Roma, 16 nov. (askanews) – Dal 2014 ai primi nove mesi di quest’anno la probabilità di essere licenziati è calata. Secondo gli ultimi dati diffusi dall’Inps, lo scorso anno c’è stata una diminuzione consistente del rischio di licenziamento dal 7% al 6%. Una tendenza confermata anche per il 2016. Allo stesso tempo, il saldo positivo tra attivazioni e cessazioni di rapporti di lavoro nei primi nove mesi dell’anno (circa 480mila in più) ha fatto aumentare in valore assoluto, tuttavia in proporzione minore, i licenziamenti: +4% (pari a 448.544) rispetto al 2015, quando si era registrato un calo del 5% (pari a 430.894) sul 2014.

Uno dei dati più significativi è l’esplosione dei licenziamenti per giusta causa e giustificato motivo soggettivo per i contratti di lavoro a tempo indeterminato (i licenziamenti disciplinari), cresciuti del 28% (pari a 53.636) tra gennaio e settembre contro il +3% (pari a 41.783) dello scorso anno. L’istituto di previdenza spiega questo fenomeno col fatto che le dimissioni online abbiano determinato una ricomposizione delle cause di cessazione (diminuzione delle dimissioni e crescita relativa dei licenziamenti) e che questa dinamica abbia coinvolto soprattutto i lavoratori stranieri, con particolare intensità etnie ad alta imprenditorialità come i cinesi.

Per i contratti di lavoro a tempo indeterminato la maggior parte dei licenziamenti riguarda le imprese fino a 15 dipendenti. Nel triennio 2014-2016 il loro numero è stabile: 285.855 nel 2014 (di cui 24.715 per motivi disciplinari), 284.781 nel 2015 (di cui 24.547 disciplinari) e 285.237 nel 2016 (di cui 30.771 disciplinari).

Nelle aziende con oltre 15 lavoratori c’è invece stata una maggiore oscillazione con un ridimensionamento lo scorso anno e un recupero quest’anno, seppure su livelli inferiori al 2014, con un aumento soprattutto dei licenziamenti disciplinari: 166.862 nel 2014 (di cui 15.871 disciplinari), 146.113 nel 2015 (di cui 17.236 disciplinari) e 163.307 nel 2016 (di cui 22.865 disciplinari).

Problema posto:
Nel brano sui licenziamenti, di quanto sono cresciuti tra gennaio e settembre i licenziamenti disciplinari nei contratti a tempo indeterminato?

Record estratti:

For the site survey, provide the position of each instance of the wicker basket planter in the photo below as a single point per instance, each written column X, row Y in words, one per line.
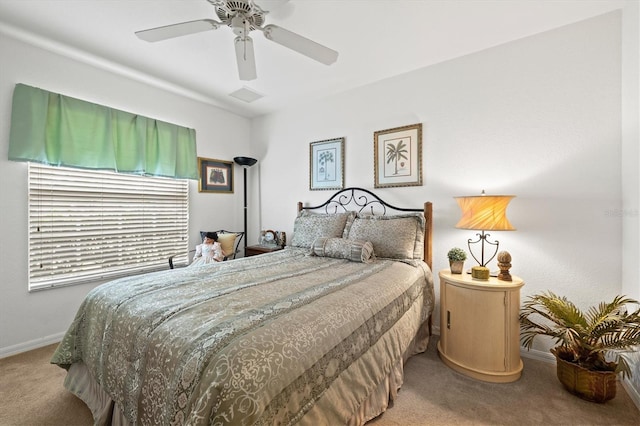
column 595, row 386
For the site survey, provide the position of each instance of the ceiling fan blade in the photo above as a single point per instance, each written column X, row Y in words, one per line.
column 300, row 44
column 269, row 5
column 177, row 30
column 245, row 58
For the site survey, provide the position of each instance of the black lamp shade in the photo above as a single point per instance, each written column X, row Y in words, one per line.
column 245, row 161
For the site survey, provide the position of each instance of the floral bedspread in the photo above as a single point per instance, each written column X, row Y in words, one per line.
column 257, row 340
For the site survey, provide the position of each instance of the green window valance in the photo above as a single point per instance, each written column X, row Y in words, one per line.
column 58, row 130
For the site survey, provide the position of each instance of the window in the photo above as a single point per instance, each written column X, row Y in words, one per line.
column 88, row 225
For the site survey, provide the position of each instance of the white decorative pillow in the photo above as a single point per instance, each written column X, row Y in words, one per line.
column 227, row 241
column 340, row 248
column 309, row 226
column 393, row 237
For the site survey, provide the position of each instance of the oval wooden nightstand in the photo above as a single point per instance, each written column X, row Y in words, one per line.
column 479, row 326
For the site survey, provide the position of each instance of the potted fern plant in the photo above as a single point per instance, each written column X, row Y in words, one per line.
column 456, row 256
column 591, row 345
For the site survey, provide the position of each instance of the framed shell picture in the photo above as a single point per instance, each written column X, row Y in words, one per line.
column 326, row 168
column 398, row 156
column 215, row 175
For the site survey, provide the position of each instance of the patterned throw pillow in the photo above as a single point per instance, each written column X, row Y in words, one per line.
column 309, row 226
column 340, row 248
column 393, row 237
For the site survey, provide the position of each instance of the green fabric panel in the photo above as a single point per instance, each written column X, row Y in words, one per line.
column 59, row 130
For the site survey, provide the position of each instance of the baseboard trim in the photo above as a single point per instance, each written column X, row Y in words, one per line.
column 537, row 355
column 631, row 391
column 30, row 345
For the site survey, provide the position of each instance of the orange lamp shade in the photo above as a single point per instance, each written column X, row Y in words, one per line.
column 485, row 212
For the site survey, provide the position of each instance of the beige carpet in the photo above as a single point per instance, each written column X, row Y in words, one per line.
column 31, row 393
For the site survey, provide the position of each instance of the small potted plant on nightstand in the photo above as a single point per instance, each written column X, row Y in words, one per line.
column 583, row 340
column 456, row 256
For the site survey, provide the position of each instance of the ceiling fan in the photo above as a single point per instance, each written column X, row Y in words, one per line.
column 244, row 16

Risposta all'esercizio:
Del 28%, pari a 53.636.